*EXERCISE INSTRUCTIONS:* Find each line in the data below that contains the word "jacket" and copy those lines.

[Dataset records]
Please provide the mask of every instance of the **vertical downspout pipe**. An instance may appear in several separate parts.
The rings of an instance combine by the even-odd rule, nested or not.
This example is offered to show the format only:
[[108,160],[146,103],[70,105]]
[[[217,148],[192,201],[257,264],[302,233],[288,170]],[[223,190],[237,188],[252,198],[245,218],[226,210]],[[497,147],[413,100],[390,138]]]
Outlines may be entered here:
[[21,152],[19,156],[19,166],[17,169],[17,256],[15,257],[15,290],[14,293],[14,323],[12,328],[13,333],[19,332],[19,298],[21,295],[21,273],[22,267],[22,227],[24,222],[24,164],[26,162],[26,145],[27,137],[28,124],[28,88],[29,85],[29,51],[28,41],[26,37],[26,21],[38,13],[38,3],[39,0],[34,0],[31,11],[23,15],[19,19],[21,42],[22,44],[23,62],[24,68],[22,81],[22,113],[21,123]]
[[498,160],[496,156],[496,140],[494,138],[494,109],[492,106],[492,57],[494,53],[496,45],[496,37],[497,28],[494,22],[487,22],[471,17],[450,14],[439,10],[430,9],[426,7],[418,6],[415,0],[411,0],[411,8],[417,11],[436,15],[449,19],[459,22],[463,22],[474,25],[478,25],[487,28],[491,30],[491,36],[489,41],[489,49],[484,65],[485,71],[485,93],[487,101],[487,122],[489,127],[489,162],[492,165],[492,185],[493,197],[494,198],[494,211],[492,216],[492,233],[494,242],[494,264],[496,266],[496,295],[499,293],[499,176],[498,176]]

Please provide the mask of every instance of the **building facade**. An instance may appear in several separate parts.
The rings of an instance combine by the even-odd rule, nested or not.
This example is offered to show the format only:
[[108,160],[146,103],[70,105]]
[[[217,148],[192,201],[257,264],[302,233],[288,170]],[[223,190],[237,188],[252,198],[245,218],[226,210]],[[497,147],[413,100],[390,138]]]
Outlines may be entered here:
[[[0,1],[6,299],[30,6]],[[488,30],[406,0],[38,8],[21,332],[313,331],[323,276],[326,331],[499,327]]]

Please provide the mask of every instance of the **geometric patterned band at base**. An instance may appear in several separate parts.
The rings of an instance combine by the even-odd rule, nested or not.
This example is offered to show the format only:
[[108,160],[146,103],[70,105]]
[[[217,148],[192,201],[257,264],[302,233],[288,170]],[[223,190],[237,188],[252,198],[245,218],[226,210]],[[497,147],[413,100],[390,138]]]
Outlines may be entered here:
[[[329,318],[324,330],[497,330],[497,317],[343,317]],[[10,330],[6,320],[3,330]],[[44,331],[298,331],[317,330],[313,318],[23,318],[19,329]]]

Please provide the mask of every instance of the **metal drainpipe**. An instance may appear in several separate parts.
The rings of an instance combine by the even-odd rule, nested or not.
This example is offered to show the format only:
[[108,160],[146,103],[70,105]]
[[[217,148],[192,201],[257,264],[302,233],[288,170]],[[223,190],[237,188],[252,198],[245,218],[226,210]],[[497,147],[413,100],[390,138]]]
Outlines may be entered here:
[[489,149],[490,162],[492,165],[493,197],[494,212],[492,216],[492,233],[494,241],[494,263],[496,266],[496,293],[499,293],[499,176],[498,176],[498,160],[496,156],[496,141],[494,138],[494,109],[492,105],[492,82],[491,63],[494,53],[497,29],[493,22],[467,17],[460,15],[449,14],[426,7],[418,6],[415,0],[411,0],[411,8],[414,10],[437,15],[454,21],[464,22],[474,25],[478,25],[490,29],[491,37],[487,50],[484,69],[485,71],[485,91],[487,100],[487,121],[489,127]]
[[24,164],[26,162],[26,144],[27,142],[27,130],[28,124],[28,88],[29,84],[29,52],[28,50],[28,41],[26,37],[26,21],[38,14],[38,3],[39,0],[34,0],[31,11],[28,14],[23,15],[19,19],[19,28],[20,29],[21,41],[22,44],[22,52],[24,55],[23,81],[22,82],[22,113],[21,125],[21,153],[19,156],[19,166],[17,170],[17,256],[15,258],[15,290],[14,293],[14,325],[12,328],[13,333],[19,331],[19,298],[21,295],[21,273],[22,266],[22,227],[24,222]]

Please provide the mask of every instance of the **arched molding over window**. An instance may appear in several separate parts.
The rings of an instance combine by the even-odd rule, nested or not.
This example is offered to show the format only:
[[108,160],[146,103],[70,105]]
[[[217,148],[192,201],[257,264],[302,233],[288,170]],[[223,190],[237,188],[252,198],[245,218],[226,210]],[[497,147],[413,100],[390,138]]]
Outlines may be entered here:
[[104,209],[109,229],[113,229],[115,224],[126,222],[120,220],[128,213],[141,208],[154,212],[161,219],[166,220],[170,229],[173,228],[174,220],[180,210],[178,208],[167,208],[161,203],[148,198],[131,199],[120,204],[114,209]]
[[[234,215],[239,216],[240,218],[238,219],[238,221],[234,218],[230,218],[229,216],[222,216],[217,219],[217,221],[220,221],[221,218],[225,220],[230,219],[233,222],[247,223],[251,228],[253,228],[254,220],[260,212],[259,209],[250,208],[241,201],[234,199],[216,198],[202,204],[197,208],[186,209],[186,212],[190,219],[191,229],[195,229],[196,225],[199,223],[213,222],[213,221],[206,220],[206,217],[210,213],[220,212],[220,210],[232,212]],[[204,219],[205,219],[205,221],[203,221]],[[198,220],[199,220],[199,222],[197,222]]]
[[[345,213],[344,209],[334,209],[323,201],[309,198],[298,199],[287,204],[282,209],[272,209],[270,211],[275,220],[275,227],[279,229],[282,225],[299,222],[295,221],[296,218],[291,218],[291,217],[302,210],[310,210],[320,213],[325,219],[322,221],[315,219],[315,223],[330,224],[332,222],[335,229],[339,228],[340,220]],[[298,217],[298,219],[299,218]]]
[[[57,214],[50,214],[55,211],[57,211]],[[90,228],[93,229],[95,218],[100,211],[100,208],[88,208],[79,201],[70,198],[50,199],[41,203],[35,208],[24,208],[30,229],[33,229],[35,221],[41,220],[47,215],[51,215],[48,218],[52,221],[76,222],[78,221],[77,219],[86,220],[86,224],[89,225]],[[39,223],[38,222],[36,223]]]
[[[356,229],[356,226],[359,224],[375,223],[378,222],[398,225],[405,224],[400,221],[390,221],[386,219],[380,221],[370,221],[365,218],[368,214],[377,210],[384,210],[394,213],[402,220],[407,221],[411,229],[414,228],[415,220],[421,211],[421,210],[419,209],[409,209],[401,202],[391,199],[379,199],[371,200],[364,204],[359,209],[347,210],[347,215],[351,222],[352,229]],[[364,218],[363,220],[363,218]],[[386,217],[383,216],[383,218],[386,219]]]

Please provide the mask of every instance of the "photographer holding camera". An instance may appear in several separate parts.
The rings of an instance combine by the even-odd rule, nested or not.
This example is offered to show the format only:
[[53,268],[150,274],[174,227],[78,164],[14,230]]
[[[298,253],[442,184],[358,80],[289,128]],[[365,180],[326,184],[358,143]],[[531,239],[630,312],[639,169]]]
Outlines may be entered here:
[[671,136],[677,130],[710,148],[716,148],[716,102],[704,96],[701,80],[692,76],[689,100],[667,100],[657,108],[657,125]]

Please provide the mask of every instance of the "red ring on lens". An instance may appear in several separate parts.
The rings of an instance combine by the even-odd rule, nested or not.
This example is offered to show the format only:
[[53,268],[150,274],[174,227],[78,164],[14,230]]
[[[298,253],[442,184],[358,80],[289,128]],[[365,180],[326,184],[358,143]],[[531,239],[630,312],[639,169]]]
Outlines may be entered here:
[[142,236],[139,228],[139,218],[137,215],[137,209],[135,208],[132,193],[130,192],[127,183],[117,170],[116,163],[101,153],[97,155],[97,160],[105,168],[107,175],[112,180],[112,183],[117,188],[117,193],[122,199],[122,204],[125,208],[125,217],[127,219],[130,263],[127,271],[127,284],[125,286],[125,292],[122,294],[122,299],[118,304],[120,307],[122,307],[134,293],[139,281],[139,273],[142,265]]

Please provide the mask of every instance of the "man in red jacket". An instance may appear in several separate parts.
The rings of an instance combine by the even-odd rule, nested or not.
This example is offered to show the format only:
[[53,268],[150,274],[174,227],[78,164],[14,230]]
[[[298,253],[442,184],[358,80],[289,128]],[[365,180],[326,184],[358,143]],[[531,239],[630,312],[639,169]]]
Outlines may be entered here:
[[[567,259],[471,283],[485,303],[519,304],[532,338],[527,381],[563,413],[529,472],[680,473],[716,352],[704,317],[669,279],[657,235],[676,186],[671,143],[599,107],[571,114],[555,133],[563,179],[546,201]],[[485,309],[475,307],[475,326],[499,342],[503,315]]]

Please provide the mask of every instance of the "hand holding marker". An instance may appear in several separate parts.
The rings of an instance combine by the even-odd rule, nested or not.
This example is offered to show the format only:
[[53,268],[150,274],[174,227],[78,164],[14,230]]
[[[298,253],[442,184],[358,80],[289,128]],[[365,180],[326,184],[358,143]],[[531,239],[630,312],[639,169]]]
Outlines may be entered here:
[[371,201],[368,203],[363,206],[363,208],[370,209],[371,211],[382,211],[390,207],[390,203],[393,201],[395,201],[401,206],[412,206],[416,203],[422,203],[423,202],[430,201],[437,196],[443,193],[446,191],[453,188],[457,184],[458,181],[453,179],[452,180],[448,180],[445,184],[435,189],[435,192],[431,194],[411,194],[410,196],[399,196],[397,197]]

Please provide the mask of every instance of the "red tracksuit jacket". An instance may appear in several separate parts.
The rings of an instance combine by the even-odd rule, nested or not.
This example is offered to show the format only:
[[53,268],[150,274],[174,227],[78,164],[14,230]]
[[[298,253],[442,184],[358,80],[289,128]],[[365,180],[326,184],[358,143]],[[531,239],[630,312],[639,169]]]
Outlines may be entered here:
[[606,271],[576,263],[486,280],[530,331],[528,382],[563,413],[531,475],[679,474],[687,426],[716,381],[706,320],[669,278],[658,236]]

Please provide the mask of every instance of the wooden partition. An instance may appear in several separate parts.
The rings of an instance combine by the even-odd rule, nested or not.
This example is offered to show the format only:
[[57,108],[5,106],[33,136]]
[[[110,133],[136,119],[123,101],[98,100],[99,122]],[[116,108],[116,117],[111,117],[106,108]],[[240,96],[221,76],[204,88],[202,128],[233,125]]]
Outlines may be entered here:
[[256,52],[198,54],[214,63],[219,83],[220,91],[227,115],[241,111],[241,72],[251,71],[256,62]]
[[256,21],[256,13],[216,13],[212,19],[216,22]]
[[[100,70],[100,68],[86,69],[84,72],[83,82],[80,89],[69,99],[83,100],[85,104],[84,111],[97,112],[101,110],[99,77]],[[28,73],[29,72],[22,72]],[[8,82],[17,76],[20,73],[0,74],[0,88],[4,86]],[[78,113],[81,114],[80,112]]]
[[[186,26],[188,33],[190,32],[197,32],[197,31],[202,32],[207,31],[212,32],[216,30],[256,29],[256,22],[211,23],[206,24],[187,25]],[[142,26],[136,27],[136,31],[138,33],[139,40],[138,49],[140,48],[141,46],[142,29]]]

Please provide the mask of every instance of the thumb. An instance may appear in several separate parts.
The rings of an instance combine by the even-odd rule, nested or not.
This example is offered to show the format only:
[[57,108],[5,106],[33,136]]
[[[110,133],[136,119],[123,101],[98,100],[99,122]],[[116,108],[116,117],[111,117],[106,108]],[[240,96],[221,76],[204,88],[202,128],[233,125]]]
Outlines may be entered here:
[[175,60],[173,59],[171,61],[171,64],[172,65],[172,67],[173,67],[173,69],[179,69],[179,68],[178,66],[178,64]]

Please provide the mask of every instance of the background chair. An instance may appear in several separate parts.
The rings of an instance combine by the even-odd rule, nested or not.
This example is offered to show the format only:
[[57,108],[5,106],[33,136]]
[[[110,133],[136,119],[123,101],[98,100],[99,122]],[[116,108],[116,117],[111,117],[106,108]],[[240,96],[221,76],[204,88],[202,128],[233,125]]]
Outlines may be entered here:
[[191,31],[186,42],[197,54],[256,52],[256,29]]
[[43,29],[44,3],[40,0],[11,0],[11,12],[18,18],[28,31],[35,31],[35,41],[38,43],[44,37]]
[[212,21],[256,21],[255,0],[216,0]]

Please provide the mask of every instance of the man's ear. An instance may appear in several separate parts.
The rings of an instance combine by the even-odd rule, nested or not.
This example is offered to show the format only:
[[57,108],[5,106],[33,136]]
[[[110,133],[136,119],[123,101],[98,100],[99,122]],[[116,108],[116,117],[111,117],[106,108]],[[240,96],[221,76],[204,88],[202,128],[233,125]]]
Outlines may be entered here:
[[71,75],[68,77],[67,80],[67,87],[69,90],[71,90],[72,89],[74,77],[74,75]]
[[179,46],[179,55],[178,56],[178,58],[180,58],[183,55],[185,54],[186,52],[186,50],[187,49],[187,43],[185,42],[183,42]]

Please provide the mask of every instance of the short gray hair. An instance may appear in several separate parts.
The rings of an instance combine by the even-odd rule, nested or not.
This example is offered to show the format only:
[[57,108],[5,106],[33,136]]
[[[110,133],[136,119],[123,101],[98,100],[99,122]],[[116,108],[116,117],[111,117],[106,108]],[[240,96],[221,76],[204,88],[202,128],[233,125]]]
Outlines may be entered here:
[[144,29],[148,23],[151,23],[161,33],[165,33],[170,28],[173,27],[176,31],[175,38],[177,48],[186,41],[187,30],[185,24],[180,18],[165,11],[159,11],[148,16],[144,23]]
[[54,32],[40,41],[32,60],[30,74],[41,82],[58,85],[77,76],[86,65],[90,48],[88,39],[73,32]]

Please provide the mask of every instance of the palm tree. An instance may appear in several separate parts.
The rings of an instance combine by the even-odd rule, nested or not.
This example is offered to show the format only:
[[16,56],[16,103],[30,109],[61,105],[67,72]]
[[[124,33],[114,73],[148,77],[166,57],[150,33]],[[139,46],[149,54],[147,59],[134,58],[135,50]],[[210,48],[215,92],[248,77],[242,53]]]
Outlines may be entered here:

*SOLUTION BELOW:*
Please provide the mask of every instance of the "man in red jacket". An instance may appear in several separate parts.
Please provide the mask of every instance of the "red tracksuit jacket". An instance may appear in several separate parts.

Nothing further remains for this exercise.